Your answer should be the lines below from the one with "Target: glass pendant light" to the one with "Target: shaker style cabinet door", both included, given again exactly and with nothing added.

Entries taken from a collection =>
————————

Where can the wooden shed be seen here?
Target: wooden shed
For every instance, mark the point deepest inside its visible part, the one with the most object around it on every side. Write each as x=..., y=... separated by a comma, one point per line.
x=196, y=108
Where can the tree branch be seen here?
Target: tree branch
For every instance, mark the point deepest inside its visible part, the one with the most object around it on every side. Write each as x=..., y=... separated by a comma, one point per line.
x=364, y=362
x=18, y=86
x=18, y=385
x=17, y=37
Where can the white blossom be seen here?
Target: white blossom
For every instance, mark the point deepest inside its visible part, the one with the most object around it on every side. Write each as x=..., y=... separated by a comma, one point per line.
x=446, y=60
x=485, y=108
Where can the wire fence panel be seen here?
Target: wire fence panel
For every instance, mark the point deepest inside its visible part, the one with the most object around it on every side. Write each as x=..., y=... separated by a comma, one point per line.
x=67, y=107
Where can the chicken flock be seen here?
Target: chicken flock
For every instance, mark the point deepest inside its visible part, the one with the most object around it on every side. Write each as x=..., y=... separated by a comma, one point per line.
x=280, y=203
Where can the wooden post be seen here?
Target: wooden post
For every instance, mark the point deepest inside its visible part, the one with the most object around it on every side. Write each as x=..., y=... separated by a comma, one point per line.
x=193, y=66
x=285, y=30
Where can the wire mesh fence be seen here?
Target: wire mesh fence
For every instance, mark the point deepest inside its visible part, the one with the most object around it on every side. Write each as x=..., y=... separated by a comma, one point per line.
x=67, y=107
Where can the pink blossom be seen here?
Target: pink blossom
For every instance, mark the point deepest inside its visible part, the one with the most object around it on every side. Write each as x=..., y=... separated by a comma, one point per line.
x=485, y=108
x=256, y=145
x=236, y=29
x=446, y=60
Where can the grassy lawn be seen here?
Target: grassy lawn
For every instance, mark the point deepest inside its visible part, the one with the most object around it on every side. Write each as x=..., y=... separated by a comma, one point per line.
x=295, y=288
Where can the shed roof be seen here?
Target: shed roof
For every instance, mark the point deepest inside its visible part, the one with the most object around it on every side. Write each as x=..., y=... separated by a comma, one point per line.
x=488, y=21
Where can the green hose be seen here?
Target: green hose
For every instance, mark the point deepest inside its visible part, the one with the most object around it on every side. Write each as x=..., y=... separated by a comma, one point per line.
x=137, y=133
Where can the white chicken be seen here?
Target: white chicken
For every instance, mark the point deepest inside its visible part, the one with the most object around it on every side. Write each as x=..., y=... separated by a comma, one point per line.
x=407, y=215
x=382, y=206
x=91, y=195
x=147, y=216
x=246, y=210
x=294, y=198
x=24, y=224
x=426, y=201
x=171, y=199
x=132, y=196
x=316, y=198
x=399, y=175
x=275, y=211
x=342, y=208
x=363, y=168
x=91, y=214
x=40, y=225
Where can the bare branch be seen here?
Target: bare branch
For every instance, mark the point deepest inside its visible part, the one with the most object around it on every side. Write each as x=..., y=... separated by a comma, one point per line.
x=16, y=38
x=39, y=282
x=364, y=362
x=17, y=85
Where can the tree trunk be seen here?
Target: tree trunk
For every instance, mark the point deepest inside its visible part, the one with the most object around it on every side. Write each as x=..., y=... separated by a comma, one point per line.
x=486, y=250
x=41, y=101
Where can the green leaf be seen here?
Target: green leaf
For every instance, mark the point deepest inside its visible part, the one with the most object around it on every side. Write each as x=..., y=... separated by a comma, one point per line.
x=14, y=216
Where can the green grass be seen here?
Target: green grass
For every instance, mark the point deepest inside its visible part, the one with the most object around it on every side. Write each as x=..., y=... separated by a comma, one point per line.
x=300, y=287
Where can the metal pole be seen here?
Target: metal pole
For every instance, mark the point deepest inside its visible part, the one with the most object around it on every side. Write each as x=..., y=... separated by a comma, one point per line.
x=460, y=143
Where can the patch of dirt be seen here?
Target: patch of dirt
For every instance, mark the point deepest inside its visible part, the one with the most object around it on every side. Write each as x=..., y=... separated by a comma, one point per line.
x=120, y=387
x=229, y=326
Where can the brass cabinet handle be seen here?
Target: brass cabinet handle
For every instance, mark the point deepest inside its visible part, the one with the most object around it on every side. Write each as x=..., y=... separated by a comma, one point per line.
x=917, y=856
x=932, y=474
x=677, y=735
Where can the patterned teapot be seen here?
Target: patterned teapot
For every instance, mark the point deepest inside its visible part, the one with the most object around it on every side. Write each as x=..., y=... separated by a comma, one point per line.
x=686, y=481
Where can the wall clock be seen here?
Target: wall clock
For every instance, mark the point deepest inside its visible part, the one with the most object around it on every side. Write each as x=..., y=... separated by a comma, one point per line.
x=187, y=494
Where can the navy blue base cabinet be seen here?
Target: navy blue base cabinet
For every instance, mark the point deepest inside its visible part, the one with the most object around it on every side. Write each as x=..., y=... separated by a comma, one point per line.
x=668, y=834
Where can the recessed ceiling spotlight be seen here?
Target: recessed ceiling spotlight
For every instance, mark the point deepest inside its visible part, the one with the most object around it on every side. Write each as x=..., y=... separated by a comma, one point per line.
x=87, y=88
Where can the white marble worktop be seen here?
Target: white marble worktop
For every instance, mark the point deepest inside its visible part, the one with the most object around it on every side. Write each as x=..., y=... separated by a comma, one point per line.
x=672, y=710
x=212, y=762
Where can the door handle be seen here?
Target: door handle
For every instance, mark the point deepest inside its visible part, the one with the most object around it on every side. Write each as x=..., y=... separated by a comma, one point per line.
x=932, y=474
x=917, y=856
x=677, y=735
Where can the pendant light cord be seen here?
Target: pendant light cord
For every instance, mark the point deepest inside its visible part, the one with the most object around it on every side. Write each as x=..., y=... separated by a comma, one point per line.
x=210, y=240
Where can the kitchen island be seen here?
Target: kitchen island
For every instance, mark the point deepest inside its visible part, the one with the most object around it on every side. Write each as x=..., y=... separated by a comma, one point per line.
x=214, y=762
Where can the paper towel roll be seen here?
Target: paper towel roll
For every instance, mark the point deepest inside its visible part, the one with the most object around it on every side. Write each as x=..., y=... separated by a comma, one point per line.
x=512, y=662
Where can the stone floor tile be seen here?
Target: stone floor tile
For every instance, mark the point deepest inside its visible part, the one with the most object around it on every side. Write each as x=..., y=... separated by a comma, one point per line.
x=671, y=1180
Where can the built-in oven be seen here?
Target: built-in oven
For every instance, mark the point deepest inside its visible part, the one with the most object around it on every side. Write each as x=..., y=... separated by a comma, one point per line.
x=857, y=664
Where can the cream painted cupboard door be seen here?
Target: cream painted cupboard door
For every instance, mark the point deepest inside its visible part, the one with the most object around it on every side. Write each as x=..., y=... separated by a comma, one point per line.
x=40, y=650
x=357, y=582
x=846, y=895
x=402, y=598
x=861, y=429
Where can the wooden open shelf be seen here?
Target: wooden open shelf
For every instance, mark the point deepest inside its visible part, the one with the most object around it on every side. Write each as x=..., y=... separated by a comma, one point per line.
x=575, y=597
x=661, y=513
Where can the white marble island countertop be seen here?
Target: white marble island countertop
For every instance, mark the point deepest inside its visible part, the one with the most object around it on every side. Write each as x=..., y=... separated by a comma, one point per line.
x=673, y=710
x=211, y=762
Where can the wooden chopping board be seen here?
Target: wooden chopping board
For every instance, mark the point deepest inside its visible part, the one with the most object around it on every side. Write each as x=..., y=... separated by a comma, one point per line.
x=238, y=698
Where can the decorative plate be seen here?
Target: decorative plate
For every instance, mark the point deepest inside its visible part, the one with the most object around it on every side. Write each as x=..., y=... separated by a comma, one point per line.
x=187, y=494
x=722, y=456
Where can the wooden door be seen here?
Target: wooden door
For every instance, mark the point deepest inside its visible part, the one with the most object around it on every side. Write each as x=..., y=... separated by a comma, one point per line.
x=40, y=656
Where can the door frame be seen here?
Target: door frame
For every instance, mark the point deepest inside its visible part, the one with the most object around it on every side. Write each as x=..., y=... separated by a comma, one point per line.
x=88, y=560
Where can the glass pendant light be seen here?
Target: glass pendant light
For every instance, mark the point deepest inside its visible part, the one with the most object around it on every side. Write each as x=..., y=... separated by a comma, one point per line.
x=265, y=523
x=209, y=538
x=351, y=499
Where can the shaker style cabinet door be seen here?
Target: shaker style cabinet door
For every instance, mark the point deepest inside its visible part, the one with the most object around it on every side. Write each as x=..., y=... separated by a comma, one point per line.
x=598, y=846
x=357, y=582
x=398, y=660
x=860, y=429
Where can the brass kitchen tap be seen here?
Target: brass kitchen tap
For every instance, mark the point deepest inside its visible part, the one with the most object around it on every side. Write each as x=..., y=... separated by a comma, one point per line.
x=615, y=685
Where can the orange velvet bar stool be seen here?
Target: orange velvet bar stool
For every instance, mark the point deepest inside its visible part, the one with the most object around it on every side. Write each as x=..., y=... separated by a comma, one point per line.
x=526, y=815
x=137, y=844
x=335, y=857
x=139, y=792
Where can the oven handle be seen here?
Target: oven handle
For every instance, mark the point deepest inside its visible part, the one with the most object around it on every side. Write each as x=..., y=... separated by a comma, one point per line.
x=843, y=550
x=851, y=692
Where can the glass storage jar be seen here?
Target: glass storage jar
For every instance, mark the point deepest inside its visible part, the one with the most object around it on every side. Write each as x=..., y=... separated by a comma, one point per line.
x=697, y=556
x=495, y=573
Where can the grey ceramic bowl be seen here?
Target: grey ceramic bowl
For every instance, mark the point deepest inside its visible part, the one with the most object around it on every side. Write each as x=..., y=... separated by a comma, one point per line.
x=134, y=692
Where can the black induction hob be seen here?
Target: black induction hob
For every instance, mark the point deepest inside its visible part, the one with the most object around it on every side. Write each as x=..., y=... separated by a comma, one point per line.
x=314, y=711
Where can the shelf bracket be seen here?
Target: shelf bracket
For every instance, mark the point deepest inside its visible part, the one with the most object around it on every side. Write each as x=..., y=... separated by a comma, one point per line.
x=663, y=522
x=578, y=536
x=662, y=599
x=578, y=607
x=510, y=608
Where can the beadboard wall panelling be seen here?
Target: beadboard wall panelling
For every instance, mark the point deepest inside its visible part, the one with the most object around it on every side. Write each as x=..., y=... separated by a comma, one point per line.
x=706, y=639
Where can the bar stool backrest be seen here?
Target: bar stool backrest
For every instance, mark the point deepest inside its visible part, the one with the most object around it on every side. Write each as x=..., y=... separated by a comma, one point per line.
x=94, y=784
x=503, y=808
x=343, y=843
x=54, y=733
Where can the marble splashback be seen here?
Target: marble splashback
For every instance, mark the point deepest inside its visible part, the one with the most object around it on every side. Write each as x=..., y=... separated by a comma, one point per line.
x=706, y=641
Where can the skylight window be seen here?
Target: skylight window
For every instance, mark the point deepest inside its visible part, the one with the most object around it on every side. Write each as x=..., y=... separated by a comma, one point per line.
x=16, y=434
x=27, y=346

————————

Written solution =>
Target: glass pendant light
For every instance, mark the point deepest inside its visible part, the one with the most object around it on every side. Write each as x=..., y=... separated by a comma, one point per line.
x=265, y=523
x=209, y=538
x=351, y=499
Where can the shaker style cabinet door be seen here?
Target: shaker style cabinet door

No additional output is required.